**YOUR OBJECTIVE**
Write out the data again in full, exactly as it reads.

Stored records:
+++++
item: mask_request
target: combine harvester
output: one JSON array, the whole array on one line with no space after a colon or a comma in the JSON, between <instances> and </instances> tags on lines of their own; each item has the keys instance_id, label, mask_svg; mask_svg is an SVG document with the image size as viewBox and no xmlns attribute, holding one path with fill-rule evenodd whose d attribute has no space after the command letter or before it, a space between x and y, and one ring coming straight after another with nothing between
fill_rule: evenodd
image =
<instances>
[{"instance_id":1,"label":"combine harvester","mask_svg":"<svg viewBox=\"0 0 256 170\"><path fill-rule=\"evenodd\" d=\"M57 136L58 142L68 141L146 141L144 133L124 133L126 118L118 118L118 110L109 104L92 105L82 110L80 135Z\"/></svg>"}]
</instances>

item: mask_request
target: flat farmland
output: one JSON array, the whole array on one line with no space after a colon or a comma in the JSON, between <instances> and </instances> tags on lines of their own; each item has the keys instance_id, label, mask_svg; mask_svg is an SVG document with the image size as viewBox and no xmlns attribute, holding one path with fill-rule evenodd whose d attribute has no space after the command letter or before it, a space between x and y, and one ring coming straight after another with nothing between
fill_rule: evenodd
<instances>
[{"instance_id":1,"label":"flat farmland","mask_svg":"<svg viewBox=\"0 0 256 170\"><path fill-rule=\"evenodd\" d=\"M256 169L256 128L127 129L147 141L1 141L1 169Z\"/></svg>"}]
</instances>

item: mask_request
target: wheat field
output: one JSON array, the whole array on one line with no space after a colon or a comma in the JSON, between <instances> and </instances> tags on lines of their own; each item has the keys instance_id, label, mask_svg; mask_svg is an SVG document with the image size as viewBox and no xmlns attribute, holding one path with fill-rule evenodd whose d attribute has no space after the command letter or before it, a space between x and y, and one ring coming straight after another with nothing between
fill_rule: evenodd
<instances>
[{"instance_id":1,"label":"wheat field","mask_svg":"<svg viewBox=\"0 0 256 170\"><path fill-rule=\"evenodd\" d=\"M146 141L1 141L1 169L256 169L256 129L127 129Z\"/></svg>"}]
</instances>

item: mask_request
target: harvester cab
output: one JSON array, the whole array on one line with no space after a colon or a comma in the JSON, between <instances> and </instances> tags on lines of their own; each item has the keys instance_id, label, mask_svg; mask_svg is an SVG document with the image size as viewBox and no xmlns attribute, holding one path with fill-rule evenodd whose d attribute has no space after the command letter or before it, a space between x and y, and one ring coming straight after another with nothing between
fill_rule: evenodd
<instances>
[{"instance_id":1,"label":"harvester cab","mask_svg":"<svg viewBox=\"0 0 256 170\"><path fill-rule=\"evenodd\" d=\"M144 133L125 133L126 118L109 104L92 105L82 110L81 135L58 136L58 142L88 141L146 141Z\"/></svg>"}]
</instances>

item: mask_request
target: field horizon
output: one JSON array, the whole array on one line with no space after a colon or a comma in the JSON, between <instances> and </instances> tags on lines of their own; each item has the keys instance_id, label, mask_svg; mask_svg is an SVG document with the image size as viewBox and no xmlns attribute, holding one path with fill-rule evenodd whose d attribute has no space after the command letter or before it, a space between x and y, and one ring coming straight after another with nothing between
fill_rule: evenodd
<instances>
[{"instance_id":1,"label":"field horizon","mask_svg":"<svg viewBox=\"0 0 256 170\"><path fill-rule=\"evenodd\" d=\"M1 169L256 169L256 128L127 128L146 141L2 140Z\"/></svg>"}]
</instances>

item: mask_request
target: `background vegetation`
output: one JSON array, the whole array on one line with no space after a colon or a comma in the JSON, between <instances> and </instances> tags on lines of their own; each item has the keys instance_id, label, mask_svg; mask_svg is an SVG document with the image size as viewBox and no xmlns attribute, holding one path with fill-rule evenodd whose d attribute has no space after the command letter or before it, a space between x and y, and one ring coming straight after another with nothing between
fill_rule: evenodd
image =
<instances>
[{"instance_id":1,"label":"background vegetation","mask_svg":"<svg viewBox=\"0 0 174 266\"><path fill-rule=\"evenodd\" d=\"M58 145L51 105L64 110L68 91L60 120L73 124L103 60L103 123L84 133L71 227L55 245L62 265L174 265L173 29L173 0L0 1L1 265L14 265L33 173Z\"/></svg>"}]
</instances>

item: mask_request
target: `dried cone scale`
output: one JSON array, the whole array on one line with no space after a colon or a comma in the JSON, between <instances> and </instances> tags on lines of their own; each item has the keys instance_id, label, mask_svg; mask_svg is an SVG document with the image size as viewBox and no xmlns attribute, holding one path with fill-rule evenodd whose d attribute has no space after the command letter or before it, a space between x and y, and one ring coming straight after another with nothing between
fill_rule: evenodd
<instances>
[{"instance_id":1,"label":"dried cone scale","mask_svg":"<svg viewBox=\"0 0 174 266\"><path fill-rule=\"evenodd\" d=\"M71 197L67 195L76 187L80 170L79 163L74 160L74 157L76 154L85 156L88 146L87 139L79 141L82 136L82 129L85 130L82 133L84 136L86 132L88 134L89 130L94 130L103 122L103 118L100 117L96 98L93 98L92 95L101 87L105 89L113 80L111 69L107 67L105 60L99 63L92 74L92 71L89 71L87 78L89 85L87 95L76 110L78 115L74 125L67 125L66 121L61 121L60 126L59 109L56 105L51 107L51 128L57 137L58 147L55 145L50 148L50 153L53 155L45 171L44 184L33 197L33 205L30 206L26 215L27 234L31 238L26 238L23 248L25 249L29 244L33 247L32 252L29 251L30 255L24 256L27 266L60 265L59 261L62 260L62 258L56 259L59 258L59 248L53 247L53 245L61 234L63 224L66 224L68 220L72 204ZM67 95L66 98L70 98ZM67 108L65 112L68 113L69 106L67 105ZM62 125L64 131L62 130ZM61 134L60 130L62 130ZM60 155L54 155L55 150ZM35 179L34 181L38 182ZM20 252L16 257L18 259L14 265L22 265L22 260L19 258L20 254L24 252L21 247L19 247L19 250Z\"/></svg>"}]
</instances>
+++++
**THE OUTPUT**
item: mask_request
target: combine harvester
output: one JSON array, the whole array on one line with no space after a colon or a comma in the JSON, between <instances> and </instances> tags on lines of their own; each item has the keys instance_id, label, mask_svg; mask_svg is an SVG document with the image size as viewBox and no xmlns attribute, holding one path with fill-rule evenodd whose d attribute has no space after the command letter or before it, a space between x and y, and one ring coming straight after another with nothing between
fill_rule: evenodd
image =
<instances>
[{"instance_id":1,"label":"combine harvester","mask_svg":"<svg viewBox=\"0 0 256 170\"><path fill-rule=\"evenodd\" d=\"M57 136L58 142L68 141L146 141L144 133L124 133L126 118L118 118L118 110L109 104L92 105L82 110L80 135Z\"/></svg>"}]
</instances>

item: mask_request
target: flat farmland
output: one JSON array, the whole array on one line with no space after a colon or a comma in the JSON, between <instances> and </instances> tags on lines of their own; each item has the keys instance_id, label, mask_svg; mask_svg is an SVG document with the image size as viewBox and no xmlns attribute, holding one path with fill-rule evenodd whose d attribute has no space after the command letter or before it, a space between x and y, and one ring coming straight after another with nothing between
fill_rule: evenodd
<instances>
[{"instance_id":1,"label":"flat farmland","mask_svg":"<svg viewBox=\"0 0 256 170\"><path fill-rule=\"evenodd\" d=\"M256 169L256 128L127 129L147 141L1 141L1 169Z\"/></svg>"}]
</instances>

item: mask_request
target: wheat field
output: one JSON array, the whole array on one line with no space after a colon or a comma in the JSON, between <instances> and </instances> tags on lines of their own; each item has the keys instance_id, label, mask_svg; mask_svg is an SVG document with the image size as viewBox and no xmlns attribute, holding one path with fill-rule evenodd whose d attribute has no space after the command letter or before it, a space between x and y, and one ring coming straight after another with nothing between
fill_rule: evenodd
<instances>
[{"instance_id":1,"label":"wheat field","mask_svg":"<svg viewBox=\"0 0 256 170\"><path fill-rule=\"evenodd\" d=\"M146 141L1 141L1 169L256 169L256 129L127 129Z\"/></svg>"}]
</instances>

item: mask_request
target: harvester cab
output: one JSON array, the whole array on one line with no space after a colon or a comma in the JSON, between <instances> and </instances> tags on lines of their own; each item has the keys instance_id, label, mask_svg; mask_svg is an SVG document with the image size as viewBox and no xmlns attribute, holding one path with fill-rule evenodd whose d attribute has no space after the command letter or before it, a space between x and y, and one ring coming straight after another with nothing between
fill_rule: evenodd
<instances>
[{"instance_id":1,"label":"harvester cab","mask_svg":"<svg viewBox=\"0 0 256 170\"><path fill-rule=\"evenodd\" d=\"M144 133L125 133L126 118L109 104L92 105L82 110L81 135L58 136L58 142L88 141L146 141Z\"/></svg>"}]
</instances>

item: mask_request
target: field horizon
output: one JSON array, the whole array on one line with no space after a colon or a comma in the JSON, between <instances> and </instances> tags on lines of their own; each item has the keys instance_id, label, mask_svg; mask_svg is an SVG document with the image size as viewBox and no xmlns attribute, holding one path with fill-rule evenodd whose d attribute has no space after the command letter or before it, a space between x and y, and one ring coming straight after another with nothing between
fill_rule: evenodd
<instances>
[{"instance_id":1,"label":"field horizon","mask_svg":"<svg viewBox=\"0 0 256 170\"><path fill-rule=\"evenodd\" d=\"M1 169L256 169L256 128L127 128L146 141L2 140Z\"/></svg>"}]
</instances>

item: mask_request
target: `background vegetation`
output: one JSON array, the whole array on one line with no space after a colon or a comma in the JSON, between <instances> and </instances> tags on lines of their own; each item has the keys instance_id, label, mask_svg; mask_svg is an SVG document with the image size as viewBox and no xmlns attribute, holding one path with fill-rule evenodd whose d attribute has no space after the command letter or before it, a space between x and y, and one ring coming straight after another with nothing between
fill_rule: evenodd
image =
<instances>
[{"instance_id":1,"label":"background vegetation","mask_svg":"<svg viewBox=\"0 0 174 266\"><path fill-rule=\"evenodd\" d=\"M58 145L51 105L64 110L68 91L60 120L73 124L103 60L103 123L84 133L71 227L55 245L62 265L174 265L173 29L173 0L0 1L1 265L14 265L33 173Z\"/></svg>"}]
</instances>

item: mask_request
target: `dried cone scale`
output: one JSON array, the whole array on one line with no space after a colon or a comma in the JSON, between <instances> and </instances> tags on lines of their own; each item has the keys instance_id, label, mask_svg; mask_svg is an SVG document with the image size as viewBox and no xmlns attribute, holding one path with fill-rule evenodd whose d attribute has no space after the command letter or before it, a space between x and y, and one ring coming straight after another with nothing between
fill_rule: evenodd
<instances>
[{"instance_id":1,"label":"dried cone scale","mask_svg":"<svg viewBox=\"0 0 174 266\"><path fill-rule=\"evenodd\" d=\"M71 197L67 195L76 187L80 170L79 163L74 160L74 157L76 154L85 156L88 146L87 139L79 141L82 136L82 129L85 130L82 133L84 136L86 132L88 134L89 130L94 130L103 122L103 118L100 117L96 98L93 98L92 95L101 87L105 89L113 80L111 69L107 67L105 60L99 63L92 74L92 71L89 71L87 78L89 85L87 95L76 110L78 115L74 125L67 125L66 121L61 121L60 126L59 109L56 105L51 107L51 128L57 137L58 147L55 145L50 148L50 153L53 155L45 171L44 184L33 197L33 205L30 206L26 215L27 234L31 238L26 238L23 248L25 249L29 244L33 247L32 252L29 251L30 255L24 256L27 266L60 265L59 261L62 260L62 258L56 259L59 258L59 248L53 247L53 245L61 234L63 224L66 224L68 220L72 204ZM67 95L66 98L70 98ZM67 108L65 112L68 113L69 106L67 105ZM62 125L64 131L62 130ZM61 134L60 130L62 130ZM60 155L54 155L55 150ZM35 179L34 181L38 182ZM20 252L16 257L18 259L14 265L22 265L22 260L19 258L20 254L24 252L21 247L19 247L19 250Z\"/></svg>"}]
</instances>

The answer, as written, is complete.